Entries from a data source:
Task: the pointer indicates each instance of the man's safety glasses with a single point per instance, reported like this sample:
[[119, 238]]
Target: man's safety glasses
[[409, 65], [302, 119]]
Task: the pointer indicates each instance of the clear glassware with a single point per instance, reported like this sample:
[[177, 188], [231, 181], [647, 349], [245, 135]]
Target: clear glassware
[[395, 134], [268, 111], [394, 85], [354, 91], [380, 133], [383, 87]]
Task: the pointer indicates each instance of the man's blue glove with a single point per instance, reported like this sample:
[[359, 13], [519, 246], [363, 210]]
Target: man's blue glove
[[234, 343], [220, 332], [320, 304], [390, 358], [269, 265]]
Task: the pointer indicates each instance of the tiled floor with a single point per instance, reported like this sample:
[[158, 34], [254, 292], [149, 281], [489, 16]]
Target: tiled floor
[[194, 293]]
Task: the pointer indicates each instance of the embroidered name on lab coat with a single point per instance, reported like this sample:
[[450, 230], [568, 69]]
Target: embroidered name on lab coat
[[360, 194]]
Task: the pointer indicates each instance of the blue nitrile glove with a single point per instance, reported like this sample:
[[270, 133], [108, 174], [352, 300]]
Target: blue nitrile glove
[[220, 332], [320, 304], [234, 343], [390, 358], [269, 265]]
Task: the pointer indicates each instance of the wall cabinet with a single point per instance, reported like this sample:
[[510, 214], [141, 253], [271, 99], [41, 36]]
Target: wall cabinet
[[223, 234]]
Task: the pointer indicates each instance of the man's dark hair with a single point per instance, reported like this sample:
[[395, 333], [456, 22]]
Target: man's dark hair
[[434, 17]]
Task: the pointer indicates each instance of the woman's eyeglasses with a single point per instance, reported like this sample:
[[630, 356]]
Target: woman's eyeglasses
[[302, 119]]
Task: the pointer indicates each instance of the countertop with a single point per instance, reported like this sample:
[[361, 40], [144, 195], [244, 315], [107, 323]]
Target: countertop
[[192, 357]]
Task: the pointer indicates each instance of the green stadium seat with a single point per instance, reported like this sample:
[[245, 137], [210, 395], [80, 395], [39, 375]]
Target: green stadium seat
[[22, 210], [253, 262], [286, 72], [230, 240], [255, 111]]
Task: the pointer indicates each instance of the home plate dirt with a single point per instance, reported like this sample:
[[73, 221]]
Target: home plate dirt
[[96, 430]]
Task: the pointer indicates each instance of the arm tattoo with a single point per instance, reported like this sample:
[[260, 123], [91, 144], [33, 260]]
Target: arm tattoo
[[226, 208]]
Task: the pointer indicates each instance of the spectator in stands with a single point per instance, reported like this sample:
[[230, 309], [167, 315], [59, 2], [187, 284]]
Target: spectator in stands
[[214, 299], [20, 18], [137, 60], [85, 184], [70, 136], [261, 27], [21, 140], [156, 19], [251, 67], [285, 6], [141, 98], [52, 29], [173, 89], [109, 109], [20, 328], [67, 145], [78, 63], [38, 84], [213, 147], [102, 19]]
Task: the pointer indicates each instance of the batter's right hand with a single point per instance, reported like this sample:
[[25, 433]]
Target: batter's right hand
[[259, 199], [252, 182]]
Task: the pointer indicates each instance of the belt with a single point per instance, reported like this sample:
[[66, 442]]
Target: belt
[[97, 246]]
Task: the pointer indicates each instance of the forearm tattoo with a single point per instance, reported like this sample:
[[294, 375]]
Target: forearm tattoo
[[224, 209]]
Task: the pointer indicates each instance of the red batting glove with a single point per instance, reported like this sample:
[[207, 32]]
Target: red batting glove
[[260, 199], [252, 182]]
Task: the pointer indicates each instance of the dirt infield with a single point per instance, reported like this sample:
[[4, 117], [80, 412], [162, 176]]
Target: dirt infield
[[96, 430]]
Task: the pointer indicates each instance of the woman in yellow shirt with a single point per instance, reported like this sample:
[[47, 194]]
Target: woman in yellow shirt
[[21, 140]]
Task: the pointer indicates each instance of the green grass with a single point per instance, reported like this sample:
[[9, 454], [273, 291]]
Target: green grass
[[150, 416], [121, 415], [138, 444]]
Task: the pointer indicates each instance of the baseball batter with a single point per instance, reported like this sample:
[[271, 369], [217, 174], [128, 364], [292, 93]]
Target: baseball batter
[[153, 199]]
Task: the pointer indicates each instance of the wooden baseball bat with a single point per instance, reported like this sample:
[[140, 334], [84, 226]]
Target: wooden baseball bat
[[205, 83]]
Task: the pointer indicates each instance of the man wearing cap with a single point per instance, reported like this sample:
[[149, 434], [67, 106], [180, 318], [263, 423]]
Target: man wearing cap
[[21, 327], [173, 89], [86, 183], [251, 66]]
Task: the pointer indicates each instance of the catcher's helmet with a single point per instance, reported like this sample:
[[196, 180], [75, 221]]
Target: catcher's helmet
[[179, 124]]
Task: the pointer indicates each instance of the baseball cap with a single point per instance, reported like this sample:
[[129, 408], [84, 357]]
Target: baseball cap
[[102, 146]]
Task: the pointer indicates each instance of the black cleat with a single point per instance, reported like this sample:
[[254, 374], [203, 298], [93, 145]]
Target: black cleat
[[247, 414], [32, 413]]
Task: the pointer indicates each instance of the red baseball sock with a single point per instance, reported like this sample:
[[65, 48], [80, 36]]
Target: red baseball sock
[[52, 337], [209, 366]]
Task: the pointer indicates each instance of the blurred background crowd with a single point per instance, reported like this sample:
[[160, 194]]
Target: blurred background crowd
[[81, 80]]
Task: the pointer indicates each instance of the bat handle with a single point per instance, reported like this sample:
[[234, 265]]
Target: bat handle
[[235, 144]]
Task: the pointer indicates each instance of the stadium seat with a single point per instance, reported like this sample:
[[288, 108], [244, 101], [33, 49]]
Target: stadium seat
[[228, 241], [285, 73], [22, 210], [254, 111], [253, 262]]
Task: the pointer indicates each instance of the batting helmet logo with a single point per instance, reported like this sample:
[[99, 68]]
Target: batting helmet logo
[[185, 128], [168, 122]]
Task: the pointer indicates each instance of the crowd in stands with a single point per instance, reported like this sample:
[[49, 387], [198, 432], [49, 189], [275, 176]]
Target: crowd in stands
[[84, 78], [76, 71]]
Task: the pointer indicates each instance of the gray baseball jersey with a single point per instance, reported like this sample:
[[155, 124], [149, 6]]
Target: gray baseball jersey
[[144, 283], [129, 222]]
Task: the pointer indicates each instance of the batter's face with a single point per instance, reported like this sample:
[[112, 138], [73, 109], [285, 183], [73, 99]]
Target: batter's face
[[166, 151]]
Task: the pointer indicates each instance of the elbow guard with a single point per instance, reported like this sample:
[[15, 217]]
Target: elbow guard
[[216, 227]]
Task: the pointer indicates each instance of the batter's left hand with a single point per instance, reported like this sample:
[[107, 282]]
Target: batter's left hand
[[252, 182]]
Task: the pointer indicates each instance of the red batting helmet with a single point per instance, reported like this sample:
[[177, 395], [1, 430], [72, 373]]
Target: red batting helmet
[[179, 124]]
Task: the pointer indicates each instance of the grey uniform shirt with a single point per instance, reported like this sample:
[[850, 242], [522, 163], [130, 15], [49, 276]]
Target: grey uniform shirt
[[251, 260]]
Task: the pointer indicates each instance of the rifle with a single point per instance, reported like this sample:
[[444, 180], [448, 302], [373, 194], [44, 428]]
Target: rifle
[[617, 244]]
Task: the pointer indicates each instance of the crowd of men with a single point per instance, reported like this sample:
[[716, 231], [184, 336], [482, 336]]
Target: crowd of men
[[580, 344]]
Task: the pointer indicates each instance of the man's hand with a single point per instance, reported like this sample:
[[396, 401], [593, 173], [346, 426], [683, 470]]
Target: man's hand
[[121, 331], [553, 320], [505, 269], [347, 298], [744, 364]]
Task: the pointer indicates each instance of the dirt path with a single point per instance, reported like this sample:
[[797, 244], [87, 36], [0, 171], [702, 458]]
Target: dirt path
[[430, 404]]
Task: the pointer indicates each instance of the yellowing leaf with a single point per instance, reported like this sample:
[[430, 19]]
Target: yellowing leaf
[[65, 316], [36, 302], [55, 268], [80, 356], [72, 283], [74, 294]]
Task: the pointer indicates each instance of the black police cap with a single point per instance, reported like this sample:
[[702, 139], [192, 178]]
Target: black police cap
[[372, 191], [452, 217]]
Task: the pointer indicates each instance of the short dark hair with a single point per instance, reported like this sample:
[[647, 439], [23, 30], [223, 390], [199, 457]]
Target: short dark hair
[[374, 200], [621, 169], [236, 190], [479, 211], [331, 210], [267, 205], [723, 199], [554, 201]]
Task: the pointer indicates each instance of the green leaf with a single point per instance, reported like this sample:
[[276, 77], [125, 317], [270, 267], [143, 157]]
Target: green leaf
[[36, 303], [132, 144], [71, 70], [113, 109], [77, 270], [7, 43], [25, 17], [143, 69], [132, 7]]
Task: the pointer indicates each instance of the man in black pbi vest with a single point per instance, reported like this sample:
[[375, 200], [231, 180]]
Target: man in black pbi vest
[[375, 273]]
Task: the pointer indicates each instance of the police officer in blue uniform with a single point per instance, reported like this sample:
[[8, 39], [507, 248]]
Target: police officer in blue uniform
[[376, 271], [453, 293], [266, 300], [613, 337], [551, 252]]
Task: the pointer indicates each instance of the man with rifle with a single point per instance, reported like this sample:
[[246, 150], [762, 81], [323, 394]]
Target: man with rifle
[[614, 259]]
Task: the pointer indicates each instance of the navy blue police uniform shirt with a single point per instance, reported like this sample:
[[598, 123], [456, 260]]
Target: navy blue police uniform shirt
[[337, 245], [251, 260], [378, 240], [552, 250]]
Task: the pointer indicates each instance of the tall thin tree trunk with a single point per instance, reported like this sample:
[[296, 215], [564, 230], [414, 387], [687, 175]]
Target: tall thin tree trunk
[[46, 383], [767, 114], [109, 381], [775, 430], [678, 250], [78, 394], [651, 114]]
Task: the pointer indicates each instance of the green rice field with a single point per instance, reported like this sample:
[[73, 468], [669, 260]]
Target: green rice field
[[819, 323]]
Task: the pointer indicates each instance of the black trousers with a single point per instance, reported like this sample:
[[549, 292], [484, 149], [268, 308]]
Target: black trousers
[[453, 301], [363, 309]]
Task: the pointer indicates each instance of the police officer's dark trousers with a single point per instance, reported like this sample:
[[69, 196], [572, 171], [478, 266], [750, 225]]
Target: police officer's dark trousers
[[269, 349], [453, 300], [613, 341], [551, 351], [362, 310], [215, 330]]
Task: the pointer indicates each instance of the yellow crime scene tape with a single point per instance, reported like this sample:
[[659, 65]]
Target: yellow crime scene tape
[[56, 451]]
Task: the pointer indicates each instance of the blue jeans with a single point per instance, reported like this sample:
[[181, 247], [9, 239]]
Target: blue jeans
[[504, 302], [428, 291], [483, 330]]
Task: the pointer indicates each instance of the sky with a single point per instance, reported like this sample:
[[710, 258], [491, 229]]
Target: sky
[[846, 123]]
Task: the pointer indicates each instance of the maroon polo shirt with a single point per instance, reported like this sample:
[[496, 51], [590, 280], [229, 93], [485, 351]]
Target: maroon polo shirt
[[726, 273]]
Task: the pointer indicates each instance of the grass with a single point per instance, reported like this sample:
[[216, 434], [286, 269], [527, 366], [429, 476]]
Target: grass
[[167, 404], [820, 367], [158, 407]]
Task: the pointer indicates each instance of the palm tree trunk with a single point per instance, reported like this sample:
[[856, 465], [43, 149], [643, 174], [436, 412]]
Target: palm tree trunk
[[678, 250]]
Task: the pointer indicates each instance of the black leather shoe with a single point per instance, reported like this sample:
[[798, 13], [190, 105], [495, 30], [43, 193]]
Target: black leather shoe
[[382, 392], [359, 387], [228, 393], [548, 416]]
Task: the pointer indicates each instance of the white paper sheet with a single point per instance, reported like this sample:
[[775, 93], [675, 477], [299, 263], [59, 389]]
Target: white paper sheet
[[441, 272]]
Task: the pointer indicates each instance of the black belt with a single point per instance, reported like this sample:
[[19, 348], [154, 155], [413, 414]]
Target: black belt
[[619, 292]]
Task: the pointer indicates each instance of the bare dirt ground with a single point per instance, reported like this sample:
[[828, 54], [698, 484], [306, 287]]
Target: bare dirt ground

▶ **THE EXERCISE**: Arrange the lines as a numbered list, starting at the line with "Task: the pointer indicates each instance of the black trousers" and ending with the line with "[[453, 301], [363, 309]]", including both. Leave out any blank lines.

▶ **TASK SOLUTION**:
1. Task: the pointer indicates each instance of the black trousers with a single point per instance, reported like this sample:
2. [[549, 292], [484, 149], [268, 308]]
3. Target: black trousers
4. [[453, 301], [363, 309]]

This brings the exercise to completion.